* **Exercise data**
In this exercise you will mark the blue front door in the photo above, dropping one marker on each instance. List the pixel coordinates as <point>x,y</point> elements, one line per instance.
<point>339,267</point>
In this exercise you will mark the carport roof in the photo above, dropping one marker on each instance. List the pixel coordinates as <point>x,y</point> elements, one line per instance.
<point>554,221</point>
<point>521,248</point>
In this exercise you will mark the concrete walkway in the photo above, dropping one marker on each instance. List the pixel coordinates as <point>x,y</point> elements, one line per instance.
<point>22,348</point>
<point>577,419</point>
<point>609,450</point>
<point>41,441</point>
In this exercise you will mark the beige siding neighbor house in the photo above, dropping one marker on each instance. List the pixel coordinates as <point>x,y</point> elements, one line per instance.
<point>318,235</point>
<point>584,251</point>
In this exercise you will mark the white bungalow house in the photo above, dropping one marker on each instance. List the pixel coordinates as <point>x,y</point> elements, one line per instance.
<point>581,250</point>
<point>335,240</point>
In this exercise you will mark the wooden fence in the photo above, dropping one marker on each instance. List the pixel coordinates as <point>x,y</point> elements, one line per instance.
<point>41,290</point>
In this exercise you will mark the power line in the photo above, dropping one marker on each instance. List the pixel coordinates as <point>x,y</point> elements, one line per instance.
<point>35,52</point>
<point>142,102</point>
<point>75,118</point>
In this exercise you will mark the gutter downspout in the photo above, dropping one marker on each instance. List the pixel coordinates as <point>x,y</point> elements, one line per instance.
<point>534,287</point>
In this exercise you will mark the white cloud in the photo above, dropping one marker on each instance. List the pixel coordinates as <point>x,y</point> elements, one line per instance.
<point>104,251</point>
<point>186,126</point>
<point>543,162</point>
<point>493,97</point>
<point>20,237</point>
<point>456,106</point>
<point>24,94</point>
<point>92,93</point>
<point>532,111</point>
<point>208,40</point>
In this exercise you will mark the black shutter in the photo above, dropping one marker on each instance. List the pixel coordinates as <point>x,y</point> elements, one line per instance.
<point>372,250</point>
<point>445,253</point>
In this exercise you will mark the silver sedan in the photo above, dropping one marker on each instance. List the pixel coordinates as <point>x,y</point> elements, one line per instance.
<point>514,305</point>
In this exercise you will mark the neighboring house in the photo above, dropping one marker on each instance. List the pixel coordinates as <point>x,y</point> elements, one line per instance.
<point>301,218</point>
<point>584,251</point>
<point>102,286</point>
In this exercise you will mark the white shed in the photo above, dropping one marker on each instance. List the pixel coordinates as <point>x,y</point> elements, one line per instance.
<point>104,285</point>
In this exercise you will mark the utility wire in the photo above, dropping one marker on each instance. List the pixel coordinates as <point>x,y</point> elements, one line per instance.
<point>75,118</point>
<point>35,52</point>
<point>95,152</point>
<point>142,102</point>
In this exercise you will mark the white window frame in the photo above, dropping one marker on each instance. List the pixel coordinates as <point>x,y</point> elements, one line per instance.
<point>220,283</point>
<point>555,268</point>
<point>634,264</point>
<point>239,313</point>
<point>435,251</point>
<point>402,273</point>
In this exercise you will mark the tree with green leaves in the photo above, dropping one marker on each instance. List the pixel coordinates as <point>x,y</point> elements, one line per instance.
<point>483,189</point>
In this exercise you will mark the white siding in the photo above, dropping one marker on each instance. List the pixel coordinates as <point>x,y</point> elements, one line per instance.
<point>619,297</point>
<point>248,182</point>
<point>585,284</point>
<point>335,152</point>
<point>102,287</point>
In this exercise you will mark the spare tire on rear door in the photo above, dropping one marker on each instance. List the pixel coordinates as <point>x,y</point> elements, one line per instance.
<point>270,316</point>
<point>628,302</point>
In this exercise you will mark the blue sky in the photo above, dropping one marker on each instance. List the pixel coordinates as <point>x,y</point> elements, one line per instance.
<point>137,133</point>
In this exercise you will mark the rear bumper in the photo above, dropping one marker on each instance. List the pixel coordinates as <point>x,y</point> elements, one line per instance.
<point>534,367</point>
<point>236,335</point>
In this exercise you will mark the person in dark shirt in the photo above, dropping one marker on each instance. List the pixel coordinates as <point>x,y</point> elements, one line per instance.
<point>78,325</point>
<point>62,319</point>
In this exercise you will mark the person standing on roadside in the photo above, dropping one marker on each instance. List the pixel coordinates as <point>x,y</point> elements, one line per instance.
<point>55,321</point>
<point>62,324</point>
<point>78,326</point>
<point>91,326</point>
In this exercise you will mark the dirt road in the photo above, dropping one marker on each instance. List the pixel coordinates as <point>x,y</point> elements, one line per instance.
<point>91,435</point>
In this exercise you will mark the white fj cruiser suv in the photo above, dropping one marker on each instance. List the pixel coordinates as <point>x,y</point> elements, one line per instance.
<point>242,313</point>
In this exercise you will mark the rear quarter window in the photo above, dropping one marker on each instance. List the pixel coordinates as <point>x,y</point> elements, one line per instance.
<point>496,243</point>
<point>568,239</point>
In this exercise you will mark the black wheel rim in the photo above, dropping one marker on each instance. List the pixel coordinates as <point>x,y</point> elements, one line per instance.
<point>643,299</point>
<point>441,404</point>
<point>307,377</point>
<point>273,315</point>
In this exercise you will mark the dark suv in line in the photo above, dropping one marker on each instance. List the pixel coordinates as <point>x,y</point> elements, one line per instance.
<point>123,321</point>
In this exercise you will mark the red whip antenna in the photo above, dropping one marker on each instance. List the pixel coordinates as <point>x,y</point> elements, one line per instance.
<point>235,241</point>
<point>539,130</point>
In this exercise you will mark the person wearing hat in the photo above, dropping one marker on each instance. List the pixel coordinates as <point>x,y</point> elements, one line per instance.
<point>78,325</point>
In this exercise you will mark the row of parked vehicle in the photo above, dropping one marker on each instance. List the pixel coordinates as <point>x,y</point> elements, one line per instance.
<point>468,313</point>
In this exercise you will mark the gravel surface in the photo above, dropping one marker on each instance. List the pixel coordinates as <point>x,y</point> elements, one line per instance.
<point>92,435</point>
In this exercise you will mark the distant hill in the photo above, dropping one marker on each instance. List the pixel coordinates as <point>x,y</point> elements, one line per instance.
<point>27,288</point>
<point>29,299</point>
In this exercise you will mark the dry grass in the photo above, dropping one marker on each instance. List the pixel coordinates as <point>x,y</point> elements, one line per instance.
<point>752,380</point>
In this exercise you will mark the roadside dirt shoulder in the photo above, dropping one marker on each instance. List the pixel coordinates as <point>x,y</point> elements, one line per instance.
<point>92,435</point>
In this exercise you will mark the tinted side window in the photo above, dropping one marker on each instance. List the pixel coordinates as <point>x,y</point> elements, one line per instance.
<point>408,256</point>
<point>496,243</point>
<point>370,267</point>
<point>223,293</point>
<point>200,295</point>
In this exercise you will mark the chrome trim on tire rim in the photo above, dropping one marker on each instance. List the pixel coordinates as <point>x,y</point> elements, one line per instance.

* **Work instructions**
Everything from the line containing "In this exercise you will mark the dry" through the final line of the entries is to be written out exactly. No other lines belong in the answer.

* **Result**
In this exercise you will mark the dry grass in the photo above, dropping one marker on each instance. List the pixel coordinates as <point>x,y</point> elements, one line per instance.
<point>752,380</point>
In this exercise you will mark the roadside dirt shoulder in the photo above, dropping one marker on each instance. List the pixel coordinates as <point>x,y</point> elements, one line per instance.
<point>92,435</point>
In this exercise you will mark the tinted side window in the photo above, dropping one marker on each instance. List the pixel coordinates as <point>x,y</point> elements, one line per instance.
<point>408,256</point>
<point>496,243</point>
<point>370,267</point>
<point>223,293</point>
<point>200,295</point>
In this exercise you will mark the chrome trim on tire rim in the photo above, dropping one marker on each instance. List the pixel coordinates as <point>x,y</point> elements, one line per instance.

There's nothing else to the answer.